>> begin LISTED RECORDS
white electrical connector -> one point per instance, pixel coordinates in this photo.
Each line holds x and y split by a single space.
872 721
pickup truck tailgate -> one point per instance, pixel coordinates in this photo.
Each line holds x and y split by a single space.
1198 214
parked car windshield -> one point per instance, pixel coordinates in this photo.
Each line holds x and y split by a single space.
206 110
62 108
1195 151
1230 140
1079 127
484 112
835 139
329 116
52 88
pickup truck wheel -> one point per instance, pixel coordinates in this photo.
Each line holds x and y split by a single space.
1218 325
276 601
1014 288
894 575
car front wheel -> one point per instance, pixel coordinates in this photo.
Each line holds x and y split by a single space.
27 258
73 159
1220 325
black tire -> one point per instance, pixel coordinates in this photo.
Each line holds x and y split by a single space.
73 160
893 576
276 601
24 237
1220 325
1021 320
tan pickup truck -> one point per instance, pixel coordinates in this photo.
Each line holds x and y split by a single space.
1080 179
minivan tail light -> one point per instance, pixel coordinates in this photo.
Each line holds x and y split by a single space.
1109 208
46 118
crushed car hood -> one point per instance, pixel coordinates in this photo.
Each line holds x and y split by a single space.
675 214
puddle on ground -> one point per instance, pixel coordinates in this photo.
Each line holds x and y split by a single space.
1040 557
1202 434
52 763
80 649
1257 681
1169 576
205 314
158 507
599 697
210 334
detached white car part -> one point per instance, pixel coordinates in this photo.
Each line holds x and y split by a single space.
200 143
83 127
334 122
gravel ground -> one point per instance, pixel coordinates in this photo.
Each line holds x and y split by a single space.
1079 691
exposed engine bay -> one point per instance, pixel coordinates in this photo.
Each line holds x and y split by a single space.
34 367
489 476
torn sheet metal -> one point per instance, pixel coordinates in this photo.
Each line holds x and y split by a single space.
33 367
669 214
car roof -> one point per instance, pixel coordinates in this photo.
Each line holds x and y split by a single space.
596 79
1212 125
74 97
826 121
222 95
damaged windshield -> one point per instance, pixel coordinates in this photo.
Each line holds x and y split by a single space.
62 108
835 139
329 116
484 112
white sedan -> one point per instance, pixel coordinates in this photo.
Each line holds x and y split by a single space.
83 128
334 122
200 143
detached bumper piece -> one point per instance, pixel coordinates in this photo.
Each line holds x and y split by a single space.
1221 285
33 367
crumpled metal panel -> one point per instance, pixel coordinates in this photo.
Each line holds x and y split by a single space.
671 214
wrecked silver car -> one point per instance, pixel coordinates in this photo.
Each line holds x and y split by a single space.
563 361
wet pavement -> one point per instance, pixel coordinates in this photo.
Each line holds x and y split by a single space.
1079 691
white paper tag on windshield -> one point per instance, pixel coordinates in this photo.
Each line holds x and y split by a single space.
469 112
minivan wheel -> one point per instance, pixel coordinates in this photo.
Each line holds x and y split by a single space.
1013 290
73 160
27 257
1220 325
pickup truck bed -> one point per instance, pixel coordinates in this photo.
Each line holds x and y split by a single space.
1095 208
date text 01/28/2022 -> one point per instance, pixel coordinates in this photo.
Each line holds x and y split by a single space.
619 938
>> end LISTED RECORDS
>> begin LISTED RECORDS
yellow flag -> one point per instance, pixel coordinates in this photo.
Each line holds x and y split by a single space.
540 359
>> end LISTED RECORDS
>> begin LISTED RECORDS
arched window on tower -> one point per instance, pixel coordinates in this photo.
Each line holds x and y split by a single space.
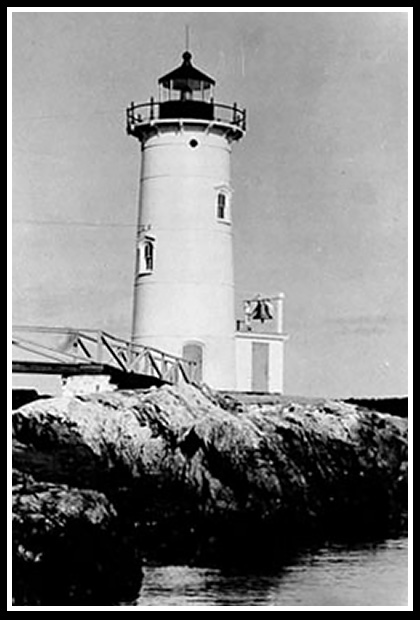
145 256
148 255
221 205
>> end LISTED RECORDS
• EXERCISE:
Copy every row above that contains the string "pickup", matching case exactly.

• CORRECT ANSWER:
pickup truck tailgate -> one point per instance, pixel coordinates in this photo.
pickup truck wheel -> one point per instance, pixel coordinates in this photo.
tan pickup truck -> one point per instance, pixel coordinates in this photo.
pickup truck bed -> one point per instance, pixel coordinates in this photo.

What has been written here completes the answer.